Put the records below into a numbered list, leaving out any blank lines.

The records =>
####
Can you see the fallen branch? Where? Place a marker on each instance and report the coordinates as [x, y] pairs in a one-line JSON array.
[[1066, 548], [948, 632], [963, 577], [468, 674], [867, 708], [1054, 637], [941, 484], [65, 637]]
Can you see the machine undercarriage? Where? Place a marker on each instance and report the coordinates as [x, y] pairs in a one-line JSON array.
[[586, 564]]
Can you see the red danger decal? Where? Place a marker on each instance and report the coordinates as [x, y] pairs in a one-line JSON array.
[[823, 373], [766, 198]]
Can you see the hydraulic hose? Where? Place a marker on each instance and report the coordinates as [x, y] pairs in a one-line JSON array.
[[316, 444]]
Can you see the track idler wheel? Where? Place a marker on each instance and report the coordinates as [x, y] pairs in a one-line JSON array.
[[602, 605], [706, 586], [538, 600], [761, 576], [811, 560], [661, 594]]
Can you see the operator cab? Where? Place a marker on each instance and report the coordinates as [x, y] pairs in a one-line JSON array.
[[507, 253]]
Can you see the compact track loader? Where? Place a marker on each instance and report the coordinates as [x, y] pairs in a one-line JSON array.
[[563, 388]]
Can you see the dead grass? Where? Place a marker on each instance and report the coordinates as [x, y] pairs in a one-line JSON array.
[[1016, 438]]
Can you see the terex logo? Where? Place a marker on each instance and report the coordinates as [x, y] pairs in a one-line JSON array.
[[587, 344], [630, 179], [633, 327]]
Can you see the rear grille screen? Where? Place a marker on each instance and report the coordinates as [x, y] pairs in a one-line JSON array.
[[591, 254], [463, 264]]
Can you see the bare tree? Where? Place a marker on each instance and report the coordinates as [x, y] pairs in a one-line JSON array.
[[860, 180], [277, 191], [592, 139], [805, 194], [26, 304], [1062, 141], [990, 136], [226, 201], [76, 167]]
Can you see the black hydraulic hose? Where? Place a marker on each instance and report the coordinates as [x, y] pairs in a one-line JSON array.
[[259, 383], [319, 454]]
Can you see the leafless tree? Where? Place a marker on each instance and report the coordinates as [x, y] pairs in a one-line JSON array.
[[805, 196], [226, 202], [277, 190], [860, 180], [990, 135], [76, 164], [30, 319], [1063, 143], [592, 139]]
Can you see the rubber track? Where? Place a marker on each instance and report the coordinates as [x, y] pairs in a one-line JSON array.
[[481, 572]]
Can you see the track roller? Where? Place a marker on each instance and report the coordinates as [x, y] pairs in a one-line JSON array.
####
Full response =>
1. Can you see the fallen branch? Where? Place a marker on each instance and report the coordinates as [x, y] pairs in a one-line JSON array.
2. [[1066, 548], [948, 632], [963, 577], [468, 674], [867, 708], [1054, 637], [941, 484], [65, 637]]
3. Can you see the machine undercarriage? Where? Place a marker on each instance and report the coordinates as [x, y] pairs in a one-line JSON array.
4. [[586, 564]]
5. Can you see the red danger decal? Where? Place a marker on each instance and report the coordinates as [x, y] pairs in a one-line JSON array.
6. [[823, 373], [766, 198]]
7. Can you see the hydraulic hose? Where? Place a marker on each instance and report the coordinates as [x, y] pairs in a one-line JSON array.
8. [[316, 444]]
9. Can you see the track idler wheel? Where? Place a marker on each instance and report the coordinates as [x, y] pairs in a one-line JSON array.
10. [[602, 605], [706, 586], [538, 600], [761, 576], [811, 560], [661, 594]]
11. Can you see the operator cab? Where? Place a marker on each instance and report the coordinates as [x, y] pairs in a one-line JSON array.
12. [[507, 253]]
13. Can you see the compact track loader? Where? Place a marker on each instance and report the coordinates as [x, y] pairs in a one-line JSON array.
14. [[563, 388]]
15. Can you see the dead grass? Where? Place a marker on each instance and report the coordinates as [x, y] pairs in a one-line JSON array.
16. [[1016, 438]]
17. Can you see the terex logo? Where? Place a marker on each instance and report the coordinates as [x, y] pairs in a one-line JSON array.
18. [[587, 344], [630, 179], [633, 327]]
19. Can you see the rear grille screen? Where? Place a marker on each instance and report the coordinates as [x, y] pairs in a one-line JSON array.
20. [[591, 254], [463, 264]]
21. Can you see the bare tree? Where? Place a marker on each instance and report the coordinates as [x, y] pairs in a one-line JSON array.
22. [[860, 180], [277, 191], [592, 139], [805, 194], [26, 304], [1062, 141], [990, 136], [226, 201], [76, 167]]
23. Can you see the black hydraulic hose? Where? Place a marker on each instance and report the coordinates as [x, y] pairs in a one-line JSON array.
24. [[259, 383], [319, 454]]
25. Can you see the leafless tree? Where? Place a marker on each instance and report the coordinates as [x, y] pairs in a one-line JSON array.
26. [[805, 196], [226, 202], [277, 190], [860, 180], [990, 135], [76, 164], [30, 319], [1063, 143], [592, 139]]
27. Can you see the rubber track? Where? Place a marker on each instance and report the coordinates as [x, y] pairs in a one-line JSON array.
28. [[481, 572]]
29. Can you see the track roller? Where? Place a marker on each instance and report the coordinates as [x, y] pairs in a one-line JSON array.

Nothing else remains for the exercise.